Tugas Wajib 1: Salin secara persis bagian teks tentang protes pelajar, mulai dari "Profesor Ilmu Sejarah" dan berlanjut sampai "jadi isu utama.".
Tugas Wajib 2: Menurut teks tentang protes pelajar, pada tahun berapa Barbara Rose Johns Powell memimpin aksi protes pelajar untuk kesetaraan pendidikan?

Kutipan Halaman:
☆ ☆ ☆

Di Amerika Serikat misalnya, ada nama Barbara Rose Johns Powell yang ketika berusia 16 tahun memimpin aksi protes pelajar untuk kesetaraan pendidikan pada tahun 1951. Aksi Powell ini menjadi simbol dari keseluruhan gerakan protes pelajar di AS yang ikut memperjuangkan kesetaraan di masyarakat negara tersebut.

Profesor Ilmu Sejarah dari Indiana University Bloomington, Dionne Danns, dalam salah satu tulisannya di Historians juga menyebutkan bahwa para pelajar ini memang menjadi bagian yang tidak terpisahkan dari gerakan protes dan aktivisme, misalnya terkait isu rasial dan kesetaraan kesempatan.

Lalu di tahun 1968 ada aksi “Black Monday” yang diprakarsai oleh aktivis-aktivis pelajar di Chicago yang memprotes isu-isu diskriminasi. Di tahun yang sama, protes-protes juga dilakukan oleh para pelajar di berbagai kota di Eropa, misalnya di London, Paris, Berlin dan Roma. Mereka memprotes Perang Vietnam yang di tahun-tahun tersebut sedang jadi isu utama.

Di Singapura, pada tahun 1950-an terjadi protes para pelajar terkait National Service Ordinance yang berujung pada peningkatan simpati pada perjuangan melawan pemerintahan pendudukan Inggris. Peristiwa ini menandai babak baru di masyarakat Singapura dan menjadi momentum menguatnya pengaruh Lee Kuan Yew yang di kemudian hari menjadi pemimpin negara tersebut.

Dengan demikian, agaknya kurang tepat untuk menggeneralisir bahwa para pelajar tidak punya hak untuk mengemukakan pendapat dan melakukan protes karena mereka masih muda dan masih mencari jati diri seperti yang dibilang oleh Denny Siregar. Pasalnya, sebagai negara demokrasi, sudah seharusnya hak setiap orang dilindungi untuk berpendapat, termasuk bagi para pelajar.

Justru harus menjadi catatan bahwa dalam keluarga dan sekolah misalnya, prinsip-prinsip berdemokrasi harus didorong agar tumbuh kembang anak dan pelajar yang berani berpendapat dan tampil memperjuangkan nilai-nilai yang penting bisa didorong dengan sepenuhnya.

☆ ☆ ☆

Dataset tentang lokasi objek
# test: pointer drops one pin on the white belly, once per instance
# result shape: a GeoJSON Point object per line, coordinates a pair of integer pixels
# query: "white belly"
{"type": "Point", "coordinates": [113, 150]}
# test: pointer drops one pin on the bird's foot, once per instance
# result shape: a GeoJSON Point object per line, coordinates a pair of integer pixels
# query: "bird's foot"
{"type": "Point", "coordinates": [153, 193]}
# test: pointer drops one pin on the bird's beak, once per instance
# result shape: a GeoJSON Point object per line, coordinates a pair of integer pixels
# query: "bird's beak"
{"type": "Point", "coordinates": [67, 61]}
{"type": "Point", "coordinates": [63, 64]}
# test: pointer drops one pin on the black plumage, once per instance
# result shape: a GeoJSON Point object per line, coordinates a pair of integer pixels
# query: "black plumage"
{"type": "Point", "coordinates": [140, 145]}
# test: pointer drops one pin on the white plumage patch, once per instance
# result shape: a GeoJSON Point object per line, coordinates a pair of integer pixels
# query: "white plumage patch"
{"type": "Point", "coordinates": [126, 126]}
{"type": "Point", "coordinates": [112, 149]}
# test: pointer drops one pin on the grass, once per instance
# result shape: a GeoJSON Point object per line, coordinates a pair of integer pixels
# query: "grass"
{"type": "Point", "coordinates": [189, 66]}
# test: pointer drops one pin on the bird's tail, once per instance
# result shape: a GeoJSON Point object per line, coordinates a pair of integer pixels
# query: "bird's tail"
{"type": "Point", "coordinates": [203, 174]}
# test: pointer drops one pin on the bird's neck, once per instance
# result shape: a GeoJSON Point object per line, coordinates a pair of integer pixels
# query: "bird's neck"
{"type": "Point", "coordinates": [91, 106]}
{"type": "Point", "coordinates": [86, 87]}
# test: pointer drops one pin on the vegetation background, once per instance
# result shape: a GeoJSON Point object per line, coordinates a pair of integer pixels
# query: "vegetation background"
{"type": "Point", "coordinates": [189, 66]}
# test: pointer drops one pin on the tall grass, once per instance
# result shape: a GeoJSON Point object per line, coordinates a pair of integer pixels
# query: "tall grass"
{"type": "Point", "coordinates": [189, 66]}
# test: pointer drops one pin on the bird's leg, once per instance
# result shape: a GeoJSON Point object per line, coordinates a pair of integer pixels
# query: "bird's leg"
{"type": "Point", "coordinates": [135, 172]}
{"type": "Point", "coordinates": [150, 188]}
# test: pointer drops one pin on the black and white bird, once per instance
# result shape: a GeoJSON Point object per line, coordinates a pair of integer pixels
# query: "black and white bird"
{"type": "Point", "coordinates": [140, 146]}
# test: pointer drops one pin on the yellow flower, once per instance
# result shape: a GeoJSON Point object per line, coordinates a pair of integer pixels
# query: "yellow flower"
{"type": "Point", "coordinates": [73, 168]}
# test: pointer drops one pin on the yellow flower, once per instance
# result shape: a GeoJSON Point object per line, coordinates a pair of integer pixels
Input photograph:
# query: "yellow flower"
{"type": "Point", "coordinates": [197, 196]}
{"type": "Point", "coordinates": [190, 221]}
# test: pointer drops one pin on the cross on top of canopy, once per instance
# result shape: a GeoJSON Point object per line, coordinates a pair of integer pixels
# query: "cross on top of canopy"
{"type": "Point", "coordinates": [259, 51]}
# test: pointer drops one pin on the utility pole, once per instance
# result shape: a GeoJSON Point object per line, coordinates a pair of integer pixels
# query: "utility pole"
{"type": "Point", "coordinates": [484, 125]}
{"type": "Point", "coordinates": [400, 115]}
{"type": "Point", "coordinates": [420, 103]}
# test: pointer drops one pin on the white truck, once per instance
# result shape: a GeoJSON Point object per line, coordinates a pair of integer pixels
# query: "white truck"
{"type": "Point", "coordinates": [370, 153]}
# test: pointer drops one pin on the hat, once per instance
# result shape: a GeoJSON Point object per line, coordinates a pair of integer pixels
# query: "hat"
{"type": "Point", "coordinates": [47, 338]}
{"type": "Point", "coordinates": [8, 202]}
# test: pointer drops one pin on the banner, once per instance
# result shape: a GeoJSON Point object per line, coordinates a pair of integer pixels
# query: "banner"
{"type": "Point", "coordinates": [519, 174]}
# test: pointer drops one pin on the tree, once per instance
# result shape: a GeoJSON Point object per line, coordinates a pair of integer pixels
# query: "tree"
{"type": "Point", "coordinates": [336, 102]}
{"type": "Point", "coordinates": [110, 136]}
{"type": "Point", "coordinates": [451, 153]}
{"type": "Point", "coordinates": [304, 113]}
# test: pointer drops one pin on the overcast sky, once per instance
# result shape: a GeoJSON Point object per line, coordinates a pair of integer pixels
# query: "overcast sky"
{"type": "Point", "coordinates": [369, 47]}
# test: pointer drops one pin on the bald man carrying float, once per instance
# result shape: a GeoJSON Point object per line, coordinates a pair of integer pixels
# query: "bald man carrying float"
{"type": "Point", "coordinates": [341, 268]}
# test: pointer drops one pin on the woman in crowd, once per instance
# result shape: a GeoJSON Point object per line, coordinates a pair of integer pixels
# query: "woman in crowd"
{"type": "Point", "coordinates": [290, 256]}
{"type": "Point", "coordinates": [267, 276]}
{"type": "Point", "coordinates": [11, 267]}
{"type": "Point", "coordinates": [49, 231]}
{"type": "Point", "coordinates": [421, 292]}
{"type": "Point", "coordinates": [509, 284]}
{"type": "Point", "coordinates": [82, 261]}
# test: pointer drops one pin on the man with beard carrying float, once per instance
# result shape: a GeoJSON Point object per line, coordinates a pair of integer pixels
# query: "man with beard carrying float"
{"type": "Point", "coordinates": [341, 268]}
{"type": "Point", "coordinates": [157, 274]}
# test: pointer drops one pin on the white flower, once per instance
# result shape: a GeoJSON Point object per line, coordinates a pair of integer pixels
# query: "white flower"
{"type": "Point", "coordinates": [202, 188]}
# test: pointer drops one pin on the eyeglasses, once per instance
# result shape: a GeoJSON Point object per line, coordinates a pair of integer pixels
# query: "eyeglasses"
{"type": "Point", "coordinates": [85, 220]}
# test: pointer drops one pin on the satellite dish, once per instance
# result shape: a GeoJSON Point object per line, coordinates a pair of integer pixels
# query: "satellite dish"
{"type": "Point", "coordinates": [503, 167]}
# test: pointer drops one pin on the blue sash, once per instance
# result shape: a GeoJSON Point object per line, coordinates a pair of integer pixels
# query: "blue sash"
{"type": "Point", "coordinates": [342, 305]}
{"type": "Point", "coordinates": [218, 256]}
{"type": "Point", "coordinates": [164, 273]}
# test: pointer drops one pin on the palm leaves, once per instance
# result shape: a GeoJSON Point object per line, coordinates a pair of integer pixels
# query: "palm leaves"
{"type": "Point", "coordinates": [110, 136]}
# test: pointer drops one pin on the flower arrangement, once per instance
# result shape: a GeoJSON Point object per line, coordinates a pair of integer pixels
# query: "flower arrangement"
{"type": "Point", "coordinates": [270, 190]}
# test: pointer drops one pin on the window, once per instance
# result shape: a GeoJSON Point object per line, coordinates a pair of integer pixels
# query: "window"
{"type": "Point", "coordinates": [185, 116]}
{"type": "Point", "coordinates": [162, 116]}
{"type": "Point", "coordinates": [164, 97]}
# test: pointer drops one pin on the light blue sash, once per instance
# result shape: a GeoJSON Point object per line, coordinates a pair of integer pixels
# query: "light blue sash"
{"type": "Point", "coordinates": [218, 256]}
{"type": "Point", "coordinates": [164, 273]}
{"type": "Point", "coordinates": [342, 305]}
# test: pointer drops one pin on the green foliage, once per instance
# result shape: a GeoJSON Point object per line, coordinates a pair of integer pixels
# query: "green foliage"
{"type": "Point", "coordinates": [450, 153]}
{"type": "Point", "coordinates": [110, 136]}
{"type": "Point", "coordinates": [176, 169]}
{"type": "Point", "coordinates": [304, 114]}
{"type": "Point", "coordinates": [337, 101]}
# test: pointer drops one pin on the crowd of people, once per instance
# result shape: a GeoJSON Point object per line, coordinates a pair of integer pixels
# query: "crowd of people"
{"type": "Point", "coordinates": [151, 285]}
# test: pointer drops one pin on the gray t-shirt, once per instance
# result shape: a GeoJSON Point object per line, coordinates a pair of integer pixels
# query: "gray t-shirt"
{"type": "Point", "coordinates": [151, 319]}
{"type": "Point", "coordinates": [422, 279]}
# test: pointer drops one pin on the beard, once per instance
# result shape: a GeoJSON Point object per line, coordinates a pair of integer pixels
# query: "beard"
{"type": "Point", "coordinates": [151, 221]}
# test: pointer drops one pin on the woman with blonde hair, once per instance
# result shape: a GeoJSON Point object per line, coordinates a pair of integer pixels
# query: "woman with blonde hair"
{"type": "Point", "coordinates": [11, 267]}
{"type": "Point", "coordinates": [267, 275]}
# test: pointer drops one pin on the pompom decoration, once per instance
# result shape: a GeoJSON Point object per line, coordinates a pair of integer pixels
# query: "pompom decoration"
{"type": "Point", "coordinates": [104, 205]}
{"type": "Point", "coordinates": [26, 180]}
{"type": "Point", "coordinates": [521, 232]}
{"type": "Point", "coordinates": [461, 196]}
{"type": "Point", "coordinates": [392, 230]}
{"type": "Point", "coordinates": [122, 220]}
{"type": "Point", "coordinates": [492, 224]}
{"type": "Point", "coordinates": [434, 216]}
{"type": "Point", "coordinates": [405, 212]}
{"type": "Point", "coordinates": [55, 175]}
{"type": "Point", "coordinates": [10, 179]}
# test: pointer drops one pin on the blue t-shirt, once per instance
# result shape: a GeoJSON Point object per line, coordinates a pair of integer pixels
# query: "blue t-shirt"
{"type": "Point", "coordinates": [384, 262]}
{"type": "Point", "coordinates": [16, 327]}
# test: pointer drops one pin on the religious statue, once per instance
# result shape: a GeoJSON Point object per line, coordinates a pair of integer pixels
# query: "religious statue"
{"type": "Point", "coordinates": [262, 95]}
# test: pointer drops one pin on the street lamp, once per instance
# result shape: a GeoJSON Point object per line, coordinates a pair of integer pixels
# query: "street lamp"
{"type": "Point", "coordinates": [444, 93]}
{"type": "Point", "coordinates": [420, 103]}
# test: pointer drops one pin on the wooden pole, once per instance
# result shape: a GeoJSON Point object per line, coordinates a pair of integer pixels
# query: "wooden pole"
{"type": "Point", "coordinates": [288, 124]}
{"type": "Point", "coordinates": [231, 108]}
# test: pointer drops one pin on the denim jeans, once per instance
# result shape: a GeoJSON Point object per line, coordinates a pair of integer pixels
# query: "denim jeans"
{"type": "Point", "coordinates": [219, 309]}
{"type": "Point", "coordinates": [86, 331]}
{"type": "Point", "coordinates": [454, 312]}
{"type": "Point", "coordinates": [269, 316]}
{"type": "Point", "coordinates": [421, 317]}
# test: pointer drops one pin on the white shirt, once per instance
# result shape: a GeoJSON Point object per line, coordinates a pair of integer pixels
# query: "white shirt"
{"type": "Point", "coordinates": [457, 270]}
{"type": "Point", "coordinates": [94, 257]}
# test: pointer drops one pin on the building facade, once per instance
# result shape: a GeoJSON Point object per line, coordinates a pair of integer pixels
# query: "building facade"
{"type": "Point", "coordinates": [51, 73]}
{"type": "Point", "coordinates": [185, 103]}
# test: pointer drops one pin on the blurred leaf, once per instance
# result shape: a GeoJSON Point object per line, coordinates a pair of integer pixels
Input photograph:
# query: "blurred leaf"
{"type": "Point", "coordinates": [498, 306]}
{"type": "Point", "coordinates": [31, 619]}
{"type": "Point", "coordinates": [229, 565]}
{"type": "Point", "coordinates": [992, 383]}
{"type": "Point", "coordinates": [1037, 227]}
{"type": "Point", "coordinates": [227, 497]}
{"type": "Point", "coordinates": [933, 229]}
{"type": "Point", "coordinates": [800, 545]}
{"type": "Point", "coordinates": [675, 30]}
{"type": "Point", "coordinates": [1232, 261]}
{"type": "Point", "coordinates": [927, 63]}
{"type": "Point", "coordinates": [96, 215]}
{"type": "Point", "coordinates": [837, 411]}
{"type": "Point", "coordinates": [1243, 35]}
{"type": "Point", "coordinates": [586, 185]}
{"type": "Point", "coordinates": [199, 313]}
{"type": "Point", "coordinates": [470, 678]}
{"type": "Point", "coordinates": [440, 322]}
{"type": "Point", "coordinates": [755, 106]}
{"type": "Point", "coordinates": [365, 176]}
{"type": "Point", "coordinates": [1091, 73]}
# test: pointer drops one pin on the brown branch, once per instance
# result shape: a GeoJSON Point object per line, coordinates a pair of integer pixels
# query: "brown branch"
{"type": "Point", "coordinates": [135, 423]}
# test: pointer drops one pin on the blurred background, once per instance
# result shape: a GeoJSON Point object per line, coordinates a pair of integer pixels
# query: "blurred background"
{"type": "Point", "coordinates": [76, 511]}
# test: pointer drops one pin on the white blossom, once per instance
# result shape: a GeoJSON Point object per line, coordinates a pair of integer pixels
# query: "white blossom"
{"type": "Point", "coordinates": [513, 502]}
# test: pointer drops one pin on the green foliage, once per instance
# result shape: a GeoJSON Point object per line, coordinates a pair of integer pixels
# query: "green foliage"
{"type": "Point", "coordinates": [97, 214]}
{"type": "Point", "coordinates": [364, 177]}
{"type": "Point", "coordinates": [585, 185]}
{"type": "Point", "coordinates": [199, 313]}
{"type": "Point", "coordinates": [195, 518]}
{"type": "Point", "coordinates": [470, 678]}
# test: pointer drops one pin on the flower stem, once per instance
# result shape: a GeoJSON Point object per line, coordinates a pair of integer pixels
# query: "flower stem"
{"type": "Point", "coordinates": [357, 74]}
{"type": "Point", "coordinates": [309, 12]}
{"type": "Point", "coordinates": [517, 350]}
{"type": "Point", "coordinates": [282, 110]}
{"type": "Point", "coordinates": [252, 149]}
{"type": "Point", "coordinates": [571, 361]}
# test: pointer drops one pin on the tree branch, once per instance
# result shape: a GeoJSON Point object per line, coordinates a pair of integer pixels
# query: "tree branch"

☆ ☆ ☆

Jawaban Akhir 1:
Profesor Ilmu Sejarah dari Indiana University Bloomington, Dionne Danns, dalam salah satu tulisannya di Historians juga menyebutkan bahwa para pelajar ini memang menjadi bagian yang tidak terpisahkan dari gerakan protes dan aktivisme, misalnya terkait isu rasial dan kesetaraan kesempatan.

Lalu di tahun 1968 ada aksi “Black Monday” yang diprakarsai oleh aktivis-aktivis pelajar di Chicago yang memprotes isu-isu diskriminasi. Di tahun yang sama, protes-protes juga dilakukan oleh para pelajar di berbagai kota di Eropa, misalnya di London, Paris, Berlin dan Roma. Mereka memprotes Perang Vietnam yang di tahun-tahun tersebut sedang jadi isu utama.

Jawaban Akhir 2: Pada tahun 1951.